Set task:
Rewrite the lines below, from the one containing "task | one point per instance, each pair like [267, 410]" through the last line, shifting every answer coordinate by adding 87 to each of its numbers and keeping all other lines unchanged.

Exercise input:
# # # # # # #

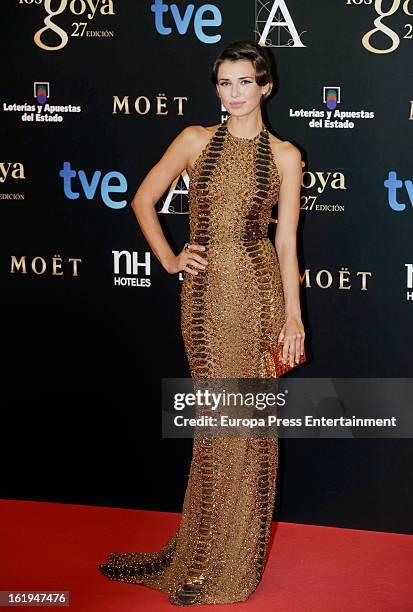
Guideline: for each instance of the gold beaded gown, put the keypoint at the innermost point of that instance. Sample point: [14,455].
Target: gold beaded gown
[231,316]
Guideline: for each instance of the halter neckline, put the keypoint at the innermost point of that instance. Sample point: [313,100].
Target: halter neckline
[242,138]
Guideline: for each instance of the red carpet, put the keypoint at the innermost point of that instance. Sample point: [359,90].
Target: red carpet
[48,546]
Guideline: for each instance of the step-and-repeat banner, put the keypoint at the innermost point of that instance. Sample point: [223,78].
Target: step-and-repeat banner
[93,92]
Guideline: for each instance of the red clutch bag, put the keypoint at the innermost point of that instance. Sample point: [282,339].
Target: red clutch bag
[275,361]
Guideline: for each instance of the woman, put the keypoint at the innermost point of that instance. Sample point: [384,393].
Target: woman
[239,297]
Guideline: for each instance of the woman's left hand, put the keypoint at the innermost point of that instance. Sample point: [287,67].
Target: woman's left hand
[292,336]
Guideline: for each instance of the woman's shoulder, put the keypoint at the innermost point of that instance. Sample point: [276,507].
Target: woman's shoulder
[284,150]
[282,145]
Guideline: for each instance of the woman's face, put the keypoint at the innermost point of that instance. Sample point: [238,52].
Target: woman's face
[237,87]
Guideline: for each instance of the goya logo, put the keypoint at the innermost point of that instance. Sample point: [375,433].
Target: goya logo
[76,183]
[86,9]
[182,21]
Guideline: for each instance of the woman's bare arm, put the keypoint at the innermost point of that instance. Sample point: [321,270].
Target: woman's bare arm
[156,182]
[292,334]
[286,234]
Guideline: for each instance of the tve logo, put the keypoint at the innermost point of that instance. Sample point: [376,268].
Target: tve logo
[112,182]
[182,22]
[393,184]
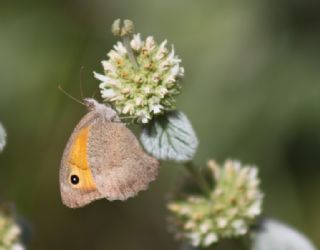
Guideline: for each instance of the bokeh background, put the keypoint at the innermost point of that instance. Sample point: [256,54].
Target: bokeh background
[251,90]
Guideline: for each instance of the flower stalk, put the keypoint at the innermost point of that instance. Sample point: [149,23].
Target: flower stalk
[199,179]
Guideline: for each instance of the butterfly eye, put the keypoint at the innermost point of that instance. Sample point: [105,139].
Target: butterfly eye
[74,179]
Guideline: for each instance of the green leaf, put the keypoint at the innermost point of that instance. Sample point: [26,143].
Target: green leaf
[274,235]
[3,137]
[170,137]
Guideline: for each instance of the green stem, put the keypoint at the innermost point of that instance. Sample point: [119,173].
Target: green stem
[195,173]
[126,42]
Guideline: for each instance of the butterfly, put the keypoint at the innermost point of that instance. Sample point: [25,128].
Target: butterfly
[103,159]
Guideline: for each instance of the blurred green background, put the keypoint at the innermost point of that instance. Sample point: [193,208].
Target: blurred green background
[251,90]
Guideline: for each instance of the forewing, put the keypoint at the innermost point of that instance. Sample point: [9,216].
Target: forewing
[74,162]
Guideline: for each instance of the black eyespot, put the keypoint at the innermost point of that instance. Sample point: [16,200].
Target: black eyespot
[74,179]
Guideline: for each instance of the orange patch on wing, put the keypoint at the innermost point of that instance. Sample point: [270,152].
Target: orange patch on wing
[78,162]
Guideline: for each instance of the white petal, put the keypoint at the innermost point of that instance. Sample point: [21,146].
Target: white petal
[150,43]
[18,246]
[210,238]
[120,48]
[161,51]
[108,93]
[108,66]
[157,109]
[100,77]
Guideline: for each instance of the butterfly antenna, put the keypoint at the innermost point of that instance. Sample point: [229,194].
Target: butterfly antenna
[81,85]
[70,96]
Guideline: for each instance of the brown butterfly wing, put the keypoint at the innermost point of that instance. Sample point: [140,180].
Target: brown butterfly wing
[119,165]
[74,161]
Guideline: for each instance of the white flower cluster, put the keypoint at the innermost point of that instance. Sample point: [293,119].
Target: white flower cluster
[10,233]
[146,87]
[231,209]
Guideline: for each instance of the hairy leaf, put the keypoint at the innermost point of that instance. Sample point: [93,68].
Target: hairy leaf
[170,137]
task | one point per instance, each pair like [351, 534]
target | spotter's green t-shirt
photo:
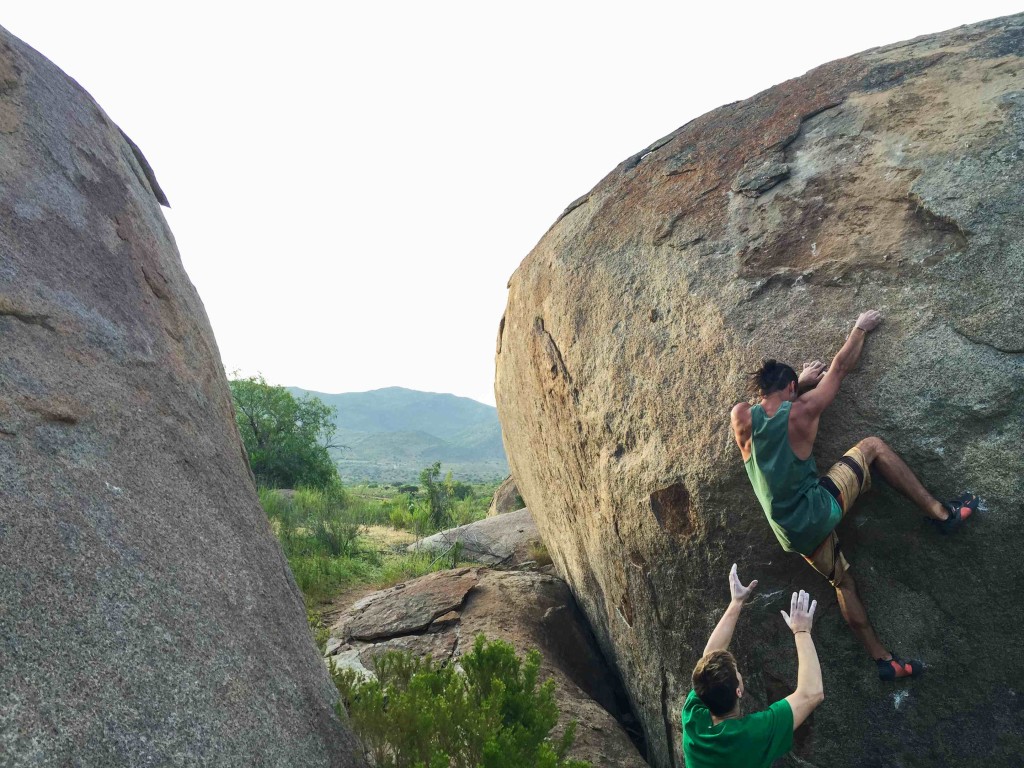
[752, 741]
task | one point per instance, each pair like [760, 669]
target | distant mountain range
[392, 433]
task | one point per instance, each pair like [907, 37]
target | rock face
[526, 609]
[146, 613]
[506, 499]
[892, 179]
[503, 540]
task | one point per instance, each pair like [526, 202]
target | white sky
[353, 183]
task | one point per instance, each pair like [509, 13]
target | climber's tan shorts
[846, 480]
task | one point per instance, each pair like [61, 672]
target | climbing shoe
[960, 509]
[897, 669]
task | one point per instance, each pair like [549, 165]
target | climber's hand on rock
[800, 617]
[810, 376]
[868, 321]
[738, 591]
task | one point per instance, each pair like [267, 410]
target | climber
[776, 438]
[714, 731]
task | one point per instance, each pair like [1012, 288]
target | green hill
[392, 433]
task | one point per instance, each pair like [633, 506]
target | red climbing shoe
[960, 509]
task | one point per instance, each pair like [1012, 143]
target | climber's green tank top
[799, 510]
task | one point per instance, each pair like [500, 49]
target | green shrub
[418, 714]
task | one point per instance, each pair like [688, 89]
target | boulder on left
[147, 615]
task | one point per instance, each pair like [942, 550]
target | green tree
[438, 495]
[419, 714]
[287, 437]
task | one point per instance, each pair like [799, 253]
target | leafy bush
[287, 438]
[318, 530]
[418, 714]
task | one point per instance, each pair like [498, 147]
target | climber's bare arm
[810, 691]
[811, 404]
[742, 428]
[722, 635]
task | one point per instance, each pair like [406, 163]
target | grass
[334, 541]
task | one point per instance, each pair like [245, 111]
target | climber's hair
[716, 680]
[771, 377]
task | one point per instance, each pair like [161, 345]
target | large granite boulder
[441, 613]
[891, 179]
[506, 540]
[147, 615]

# # # # # # #

Answer to the task:
task | one point per instance, each pair like [267, 410]
target | climber
[863, 525]
[801, 818]
task | one point per instance, each pair like [1012, 288]
target | green hill
[479, 520]
task | one point per instance, each pair like [633, 506]
target | red climbing shoe
[1047, 596]
task | one point per instance, each pair like [1012, 143]
target | climber's green tank top
[886, 597]
task | one point per instance, each pair like [500, 49]
target | green shrub
[505, 801]
task | one point per instance, each pair like [688, 89]
target | boulder on left
[234, 702]
task | one point per instance, each pair like [942, 550]
target | green tree
[525, 582]
[506, 801]
[374, 524]
task | one point per instance, each pair like [799, 253]
target | leafy bush
[374, 525]
[405, 617]
[505, 801]
task | one point per instance, each pair like [498, 147]
target | climber's bare arm
[897, 778]
[898, 491]
[829, 515]
[809, 722]
task | one point per instance, each pair like [406, 163]
target | grass
[421, 628]
task | one point per instance, each pair like [245, 111]
target | climber's hair
[803, 767]
[858, 464]
task | one point per instance, each pair like [161, 345]
target | large granite boulder
[528, 700]
[978, 266]
[593, 627]
[234, 702]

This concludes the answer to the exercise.